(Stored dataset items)
= = =
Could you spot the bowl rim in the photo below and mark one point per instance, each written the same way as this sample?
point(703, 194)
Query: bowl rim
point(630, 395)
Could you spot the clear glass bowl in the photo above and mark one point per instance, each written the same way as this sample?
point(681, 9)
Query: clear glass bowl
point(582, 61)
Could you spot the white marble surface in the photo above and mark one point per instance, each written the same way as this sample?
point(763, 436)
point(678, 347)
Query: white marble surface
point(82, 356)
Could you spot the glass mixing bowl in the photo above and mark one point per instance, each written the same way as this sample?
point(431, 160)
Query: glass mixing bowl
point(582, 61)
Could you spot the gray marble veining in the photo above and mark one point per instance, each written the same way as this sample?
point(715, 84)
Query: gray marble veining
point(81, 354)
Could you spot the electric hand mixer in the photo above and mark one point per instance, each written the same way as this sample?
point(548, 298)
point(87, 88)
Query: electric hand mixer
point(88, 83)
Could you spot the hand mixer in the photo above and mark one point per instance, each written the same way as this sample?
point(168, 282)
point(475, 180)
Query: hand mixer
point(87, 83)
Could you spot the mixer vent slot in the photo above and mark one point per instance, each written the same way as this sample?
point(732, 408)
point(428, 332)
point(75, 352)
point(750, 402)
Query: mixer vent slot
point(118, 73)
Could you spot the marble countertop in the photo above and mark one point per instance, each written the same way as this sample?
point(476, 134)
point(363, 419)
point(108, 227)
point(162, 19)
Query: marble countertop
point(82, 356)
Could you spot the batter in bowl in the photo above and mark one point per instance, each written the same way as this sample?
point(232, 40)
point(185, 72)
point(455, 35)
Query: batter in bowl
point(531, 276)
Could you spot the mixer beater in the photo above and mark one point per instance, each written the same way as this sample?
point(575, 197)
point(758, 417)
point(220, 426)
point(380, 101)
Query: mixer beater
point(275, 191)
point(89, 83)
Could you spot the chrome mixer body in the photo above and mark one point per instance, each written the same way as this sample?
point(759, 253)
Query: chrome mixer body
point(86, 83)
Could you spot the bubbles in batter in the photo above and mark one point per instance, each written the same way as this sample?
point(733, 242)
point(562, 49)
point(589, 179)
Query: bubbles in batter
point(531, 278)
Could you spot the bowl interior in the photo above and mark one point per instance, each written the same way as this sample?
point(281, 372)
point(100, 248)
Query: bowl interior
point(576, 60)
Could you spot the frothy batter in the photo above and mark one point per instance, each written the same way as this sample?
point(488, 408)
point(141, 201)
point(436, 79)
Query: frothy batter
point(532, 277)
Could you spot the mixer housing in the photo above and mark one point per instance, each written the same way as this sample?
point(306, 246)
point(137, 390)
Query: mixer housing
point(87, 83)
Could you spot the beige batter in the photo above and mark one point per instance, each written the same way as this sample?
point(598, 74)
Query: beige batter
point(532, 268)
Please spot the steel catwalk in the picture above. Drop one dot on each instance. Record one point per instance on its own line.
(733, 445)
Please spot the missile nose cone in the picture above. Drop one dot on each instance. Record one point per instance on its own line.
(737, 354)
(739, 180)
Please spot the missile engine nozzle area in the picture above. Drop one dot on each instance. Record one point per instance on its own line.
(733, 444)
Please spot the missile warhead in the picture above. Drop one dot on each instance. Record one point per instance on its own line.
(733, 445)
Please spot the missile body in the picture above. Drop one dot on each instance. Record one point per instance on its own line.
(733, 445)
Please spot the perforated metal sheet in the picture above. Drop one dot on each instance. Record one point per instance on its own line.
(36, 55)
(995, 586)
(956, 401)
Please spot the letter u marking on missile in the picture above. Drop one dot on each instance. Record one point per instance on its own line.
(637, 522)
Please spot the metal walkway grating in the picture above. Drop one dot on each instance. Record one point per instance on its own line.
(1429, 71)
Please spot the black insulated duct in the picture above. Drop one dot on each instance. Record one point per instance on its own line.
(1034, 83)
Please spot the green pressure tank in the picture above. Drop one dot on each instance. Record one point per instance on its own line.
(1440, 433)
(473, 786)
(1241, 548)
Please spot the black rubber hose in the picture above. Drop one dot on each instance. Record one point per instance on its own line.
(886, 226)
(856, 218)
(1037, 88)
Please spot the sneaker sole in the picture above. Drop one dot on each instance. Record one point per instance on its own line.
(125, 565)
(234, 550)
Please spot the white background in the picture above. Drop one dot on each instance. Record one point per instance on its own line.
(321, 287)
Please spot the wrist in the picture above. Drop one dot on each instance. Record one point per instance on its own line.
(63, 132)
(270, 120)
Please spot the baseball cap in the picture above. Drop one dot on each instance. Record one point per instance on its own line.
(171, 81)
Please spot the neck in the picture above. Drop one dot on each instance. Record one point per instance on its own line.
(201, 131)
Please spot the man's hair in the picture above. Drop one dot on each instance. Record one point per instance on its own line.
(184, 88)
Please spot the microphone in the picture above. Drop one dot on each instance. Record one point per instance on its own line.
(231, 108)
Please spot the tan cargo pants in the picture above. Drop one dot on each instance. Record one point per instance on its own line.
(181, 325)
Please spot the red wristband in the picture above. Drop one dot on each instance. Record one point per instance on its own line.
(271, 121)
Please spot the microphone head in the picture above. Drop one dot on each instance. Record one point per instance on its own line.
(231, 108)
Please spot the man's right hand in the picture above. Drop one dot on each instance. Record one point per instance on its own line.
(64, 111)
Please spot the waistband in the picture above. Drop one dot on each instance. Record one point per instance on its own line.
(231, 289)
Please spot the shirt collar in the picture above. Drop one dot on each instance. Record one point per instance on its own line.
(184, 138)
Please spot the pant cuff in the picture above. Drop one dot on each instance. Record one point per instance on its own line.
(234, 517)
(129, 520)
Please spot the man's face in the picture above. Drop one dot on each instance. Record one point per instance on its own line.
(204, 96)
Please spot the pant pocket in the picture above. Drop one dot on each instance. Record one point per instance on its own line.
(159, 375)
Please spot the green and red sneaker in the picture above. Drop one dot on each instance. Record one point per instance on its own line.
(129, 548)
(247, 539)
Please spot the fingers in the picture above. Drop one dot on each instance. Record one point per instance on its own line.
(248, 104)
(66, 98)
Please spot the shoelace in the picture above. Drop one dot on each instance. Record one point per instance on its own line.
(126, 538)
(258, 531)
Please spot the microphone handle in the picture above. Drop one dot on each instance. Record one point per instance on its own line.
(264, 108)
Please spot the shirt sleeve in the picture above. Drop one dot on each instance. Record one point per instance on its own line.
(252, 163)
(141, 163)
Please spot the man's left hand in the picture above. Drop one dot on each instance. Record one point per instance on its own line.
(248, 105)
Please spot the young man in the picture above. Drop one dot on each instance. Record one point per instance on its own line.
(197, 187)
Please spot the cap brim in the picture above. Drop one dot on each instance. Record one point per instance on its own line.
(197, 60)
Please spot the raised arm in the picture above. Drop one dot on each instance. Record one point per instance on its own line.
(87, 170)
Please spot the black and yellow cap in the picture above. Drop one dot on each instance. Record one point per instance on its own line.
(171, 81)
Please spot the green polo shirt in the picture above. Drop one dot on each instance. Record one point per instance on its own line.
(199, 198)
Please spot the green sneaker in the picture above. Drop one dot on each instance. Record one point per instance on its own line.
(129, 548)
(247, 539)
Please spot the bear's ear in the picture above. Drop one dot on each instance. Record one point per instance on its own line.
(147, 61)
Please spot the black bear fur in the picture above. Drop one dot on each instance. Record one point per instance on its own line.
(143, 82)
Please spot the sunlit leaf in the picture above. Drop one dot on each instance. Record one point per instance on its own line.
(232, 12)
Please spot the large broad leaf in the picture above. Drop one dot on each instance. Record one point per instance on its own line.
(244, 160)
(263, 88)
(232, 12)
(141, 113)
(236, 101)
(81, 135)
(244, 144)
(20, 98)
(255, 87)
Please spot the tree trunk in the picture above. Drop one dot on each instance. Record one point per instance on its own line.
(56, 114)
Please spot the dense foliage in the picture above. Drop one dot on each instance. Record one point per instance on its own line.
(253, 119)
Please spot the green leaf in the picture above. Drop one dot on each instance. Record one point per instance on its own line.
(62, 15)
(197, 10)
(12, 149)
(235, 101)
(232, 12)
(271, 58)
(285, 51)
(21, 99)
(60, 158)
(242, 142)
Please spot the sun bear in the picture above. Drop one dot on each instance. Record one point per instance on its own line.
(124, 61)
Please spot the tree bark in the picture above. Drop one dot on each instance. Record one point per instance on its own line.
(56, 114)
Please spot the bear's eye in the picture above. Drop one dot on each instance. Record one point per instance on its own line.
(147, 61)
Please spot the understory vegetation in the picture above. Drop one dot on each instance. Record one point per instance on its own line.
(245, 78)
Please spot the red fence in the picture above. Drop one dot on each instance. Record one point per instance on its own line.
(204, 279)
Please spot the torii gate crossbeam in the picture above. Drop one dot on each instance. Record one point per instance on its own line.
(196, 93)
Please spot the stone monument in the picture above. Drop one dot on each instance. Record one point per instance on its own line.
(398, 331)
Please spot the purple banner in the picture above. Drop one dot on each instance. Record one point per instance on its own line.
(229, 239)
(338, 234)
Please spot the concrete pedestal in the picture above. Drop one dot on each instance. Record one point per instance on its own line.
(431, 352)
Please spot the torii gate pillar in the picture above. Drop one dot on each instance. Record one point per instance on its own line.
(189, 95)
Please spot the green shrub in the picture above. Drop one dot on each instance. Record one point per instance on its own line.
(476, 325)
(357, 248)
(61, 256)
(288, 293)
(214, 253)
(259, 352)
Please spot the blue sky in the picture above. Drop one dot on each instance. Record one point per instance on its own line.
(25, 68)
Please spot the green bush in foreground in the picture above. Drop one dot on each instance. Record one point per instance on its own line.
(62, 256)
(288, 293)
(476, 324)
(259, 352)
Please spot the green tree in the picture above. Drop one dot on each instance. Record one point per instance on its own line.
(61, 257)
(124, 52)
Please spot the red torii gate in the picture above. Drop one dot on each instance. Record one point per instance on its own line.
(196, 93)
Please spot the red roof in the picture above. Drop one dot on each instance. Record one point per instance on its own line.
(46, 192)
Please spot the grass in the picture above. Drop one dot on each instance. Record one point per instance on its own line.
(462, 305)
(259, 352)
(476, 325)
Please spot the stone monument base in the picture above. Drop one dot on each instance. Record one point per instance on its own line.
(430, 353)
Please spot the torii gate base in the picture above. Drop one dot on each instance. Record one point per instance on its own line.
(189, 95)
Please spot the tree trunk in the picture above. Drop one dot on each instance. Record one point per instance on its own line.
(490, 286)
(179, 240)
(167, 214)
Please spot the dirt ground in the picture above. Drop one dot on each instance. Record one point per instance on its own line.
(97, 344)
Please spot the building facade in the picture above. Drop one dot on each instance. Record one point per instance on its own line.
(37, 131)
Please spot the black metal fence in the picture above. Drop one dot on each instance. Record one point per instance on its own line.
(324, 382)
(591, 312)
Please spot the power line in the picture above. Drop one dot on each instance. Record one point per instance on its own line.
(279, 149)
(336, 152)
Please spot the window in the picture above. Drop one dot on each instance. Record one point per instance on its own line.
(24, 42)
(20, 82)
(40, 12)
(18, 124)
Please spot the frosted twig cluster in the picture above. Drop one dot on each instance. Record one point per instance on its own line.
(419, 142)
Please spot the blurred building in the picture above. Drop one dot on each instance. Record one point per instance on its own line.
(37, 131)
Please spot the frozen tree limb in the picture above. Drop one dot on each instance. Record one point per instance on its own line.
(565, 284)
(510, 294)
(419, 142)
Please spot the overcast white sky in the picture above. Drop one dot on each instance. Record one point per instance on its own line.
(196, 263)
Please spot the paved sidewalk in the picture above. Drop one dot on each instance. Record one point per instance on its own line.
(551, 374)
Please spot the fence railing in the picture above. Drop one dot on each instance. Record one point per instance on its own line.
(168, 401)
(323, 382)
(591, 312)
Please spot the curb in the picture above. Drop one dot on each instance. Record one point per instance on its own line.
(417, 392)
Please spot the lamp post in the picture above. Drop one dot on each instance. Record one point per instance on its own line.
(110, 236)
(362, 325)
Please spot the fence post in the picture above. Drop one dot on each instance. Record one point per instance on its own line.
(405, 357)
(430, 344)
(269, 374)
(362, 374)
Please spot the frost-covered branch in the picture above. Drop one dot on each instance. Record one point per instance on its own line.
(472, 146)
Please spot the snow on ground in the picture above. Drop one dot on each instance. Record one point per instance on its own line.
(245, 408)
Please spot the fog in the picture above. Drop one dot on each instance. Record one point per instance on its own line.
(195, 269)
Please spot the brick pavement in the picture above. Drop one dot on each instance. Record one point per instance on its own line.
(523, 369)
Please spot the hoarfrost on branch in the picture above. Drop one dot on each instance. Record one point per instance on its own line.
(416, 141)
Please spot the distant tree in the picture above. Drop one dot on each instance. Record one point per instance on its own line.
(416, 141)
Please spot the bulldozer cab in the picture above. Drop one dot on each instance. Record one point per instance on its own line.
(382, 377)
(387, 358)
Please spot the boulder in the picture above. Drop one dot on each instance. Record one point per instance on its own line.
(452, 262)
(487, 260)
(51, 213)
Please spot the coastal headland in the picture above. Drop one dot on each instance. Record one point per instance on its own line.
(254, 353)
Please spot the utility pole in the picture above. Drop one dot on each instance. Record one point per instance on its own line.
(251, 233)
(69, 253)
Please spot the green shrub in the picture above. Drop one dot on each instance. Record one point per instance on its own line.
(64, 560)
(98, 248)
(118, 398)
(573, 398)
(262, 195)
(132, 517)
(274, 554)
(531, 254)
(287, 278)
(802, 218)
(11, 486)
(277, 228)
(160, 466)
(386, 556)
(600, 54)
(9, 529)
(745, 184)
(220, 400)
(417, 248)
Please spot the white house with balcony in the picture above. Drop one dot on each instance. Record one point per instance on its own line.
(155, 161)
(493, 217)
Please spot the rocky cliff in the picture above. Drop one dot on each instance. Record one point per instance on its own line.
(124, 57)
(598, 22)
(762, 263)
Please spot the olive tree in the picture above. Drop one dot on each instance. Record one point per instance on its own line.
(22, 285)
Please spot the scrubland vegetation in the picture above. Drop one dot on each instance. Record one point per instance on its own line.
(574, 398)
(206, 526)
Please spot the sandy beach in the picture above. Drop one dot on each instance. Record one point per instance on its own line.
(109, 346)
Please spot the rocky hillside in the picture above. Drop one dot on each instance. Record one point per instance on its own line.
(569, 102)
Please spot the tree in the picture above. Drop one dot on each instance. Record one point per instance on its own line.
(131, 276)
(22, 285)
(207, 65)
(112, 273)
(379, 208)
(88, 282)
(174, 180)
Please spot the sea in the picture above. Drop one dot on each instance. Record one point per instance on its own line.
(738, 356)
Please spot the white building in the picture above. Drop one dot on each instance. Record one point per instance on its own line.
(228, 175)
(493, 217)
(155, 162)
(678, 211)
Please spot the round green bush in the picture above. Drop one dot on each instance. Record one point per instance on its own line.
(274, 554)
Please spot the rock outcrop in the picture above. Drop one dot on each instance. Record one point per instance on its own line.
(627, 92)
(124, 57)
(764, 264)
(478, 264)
= = =
Could you please copy the lines above exactly, beginning at the first and ending at the line that contains "point(678, 347)"?

Could you spot the bowl rim in the photo below and mark one point per instance, each written the same way as this sample?
point(703, 194)
Query: bowl rim
point(630, 395)
Could you spot the clear glass bowl in the photo above and mark one point per instance, each written the same way as this sample?
point(681, 9)
Query: clear glass bowl
point(582, 61)
Could you spot the white marble surface in the photo above and mark one point per instance, each written the same way as this sample?
point(763, 436)
point(678, 347)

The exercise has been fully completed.